Passage to read:
To check the current coronavirus measures and travel guidelines for your country, click here.
If you’ve caught the news recently, you’re probably wondering whether coronavirus is going to shake up your day-to-day life.
So far the virus has spread across six continents, and it seems inevitable the threat will increase across the UK, the US and Australia over the coming weeks.
We’ve put together this handy FAQ to bring you some help, tips and perspective. For the moment, you probably don’t need to panic or quarantine yourself: life continues as normal pretty much everywhere around the world. But it won’t hurt to stay clued up on the official advice, as detailed below.
Think you’re coming down with something? Concerned about your sniffling colleague? Worried you’ll have to cancel your holiday plans? Stay up to date with our guide to the latest coronavirus guidance and developments.
What is coronavirus?
Coronavirus Disease 2019 (COVID-19) is a respiratory illness that started in animals and is now being transmitted between humans. The symptoms include coughs, fever, shortness of breath and breathing difficulties. First identified in Wuhan, China, the virus has (as of March 11) affected more than 119,000 people in 120 countries. Some 4,300 have died, while just over half have already recovered.
How bad is coronavirus?
Unlike flu, there is no vaccine (yet), and recovery depends on the strength of the immune system. In severe cases, the virus may cause pneumonia and/or organ failure.
Compared to Sars (another coronavirus that hit headlines in 2003), the mortality rate of COVID-19 is low: around 3.4 percent according to the latest World Health Organisation estimate. This is, however, significantly higher than regular seasonal flu, which is fatal in around 0.1 percent of cases. So far, COVID-19 also appears to be more contagious than seasonal flu.
The elderly and those with long-term conditions like diabetes, cancer and chronic lung disease are most likely to develop a severe illness relating to COVID-19. The death rate is ten times higher among the very elderly compared with the middle-aged, according to the WHO. Children are less likely to be affected.
Which countries have been worst hit by coronavirus?
Although the majority of cases (just under 70 percent) have been in China, there have also been serious outbreaks in Italy, South Korea and Iran. Italy has recorded more than 10,000 cases, Iran more than 8,000 and South Korea just over 7,500.

Work order:
Reproduce the part of the coronavirus FAQ between "We’ve put together" and "What is coronavirus?", inclusive.

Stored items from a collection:
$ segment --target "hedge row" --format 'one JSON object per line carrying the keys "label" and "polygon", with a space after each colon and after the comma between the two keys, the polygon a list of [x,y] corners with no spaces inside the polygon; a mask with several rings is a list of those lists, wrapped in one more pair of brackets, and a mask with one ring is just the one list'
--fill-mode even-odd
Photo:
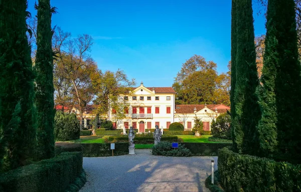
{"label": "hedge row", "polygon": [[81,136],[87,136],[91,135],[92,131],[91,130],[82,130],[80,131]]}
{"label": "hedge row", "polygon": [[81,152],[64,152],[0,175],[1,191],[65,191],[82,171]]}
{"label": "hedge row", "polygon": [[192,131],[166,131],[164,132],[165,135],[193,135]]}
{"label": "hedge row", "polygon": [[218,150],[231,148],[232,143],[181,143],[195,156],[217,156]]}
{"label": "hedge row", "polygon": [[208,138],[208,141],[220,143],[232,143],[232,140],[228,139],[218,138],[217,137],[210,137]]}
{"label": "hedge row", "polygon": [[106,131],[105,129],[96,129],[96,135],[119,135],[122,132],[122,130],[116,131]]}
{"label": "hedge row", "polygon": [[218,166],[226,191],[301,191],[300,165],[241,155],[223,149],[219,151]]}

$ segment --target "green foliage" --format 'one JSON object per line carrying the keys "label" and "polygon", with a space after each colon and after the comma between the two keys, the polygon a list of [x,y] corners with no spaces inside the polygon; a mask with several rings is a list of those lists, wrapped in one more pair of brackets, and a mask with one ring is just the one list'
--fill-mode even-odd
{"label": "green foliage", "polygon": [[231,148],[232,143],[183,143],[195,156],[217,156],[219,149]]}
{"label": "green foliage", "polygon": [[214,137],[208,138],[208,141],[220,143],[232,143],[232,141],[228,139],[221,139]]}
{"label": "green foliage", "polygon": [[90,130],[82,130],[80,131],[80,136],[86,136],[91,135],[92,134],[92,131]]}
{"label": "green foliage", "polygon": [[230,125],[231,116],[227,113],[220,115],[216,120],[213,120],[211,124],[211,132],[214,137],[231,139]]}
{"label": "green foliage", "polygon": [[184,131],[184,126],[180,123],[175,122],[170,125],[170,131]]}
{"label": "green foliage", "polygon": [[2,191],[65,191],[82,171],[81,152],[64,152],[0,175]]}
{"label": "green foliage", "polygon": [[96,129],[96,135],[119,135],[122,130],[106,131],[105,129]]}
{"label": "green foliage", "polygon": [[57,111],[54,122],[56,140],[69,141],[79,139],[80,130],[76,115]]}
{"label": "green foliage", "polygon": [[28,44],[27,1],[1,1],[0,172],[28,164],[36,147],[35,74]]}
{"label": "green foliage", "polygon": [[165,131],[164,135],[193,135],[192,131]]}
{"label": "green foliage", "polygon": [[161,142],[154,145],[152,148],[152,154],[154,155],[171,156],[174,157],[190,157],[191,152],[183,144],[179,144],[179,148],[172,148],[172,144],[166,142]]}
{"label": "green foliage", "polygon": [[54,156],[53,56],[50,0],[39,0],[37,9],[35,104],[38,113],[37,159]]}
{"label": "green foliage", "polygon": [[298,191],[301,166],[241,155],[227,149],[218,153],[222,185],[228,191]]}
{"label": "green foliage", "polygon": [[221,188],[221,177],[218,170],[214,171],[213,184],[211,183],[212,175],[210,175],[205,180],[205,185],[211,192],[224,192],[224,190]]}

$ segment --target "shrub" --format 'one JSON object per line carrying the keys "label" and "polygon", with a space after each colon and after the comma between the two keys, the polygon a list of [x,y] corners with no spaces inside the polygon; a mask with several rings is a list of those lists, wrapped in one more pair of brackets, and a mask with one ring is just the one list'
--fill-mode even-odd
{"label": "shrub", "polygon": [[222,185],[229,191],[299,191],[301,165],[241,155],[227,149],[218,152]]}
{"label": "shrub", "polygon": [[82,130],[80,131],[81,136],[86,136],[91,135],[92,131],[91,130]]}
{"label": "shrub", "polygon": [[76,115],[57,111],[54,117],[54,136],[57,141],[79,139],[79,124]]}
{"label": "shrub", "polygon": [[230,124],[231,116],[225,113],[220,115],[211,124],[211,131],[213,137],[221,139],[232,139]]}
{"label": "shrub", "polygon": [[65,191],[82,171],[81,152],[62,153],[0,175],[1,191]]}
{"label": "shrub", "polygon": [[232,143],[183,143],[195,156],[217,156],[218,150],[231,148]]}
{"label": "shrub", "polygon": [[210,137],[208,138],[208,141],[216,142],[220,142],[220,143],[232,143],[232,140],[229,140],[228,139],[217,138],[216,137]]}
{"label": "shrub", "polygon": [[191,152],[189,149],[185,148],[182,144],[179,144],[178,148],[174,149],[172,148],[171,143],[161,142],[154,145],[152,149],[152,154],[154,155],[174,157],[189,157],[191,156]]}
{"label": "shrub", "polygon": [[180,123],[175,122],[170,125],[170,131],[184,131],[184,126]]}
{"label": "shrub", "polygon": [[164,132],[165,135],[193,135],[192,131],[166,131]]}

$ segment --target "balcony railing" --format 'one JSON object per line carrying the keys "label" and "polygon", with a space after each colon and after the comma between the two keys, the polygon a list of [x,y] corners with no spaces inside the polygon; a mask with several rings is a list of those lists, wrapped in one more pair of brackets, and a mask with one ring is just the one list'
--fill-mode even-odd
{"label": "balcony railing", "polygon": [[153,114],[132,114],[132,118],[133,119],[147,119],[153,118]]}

Answer to this exercise:
We’ve put together this handy FAQ to bring you some help, tips and perspective. For the moment, you probably don’t need to panic or quarantine yourself: life continues as normal pretty much everywhere around the world. But it won’t hurt to stay clued up on the official advice, as detailed below.
Think you’re coming down with something? Concerned about your sniffling colleague? Worried you’ll have to cancel your holiday plans? Stay up to date with our guide to the latest coronavirus guidance and developments.
What is coronavirus?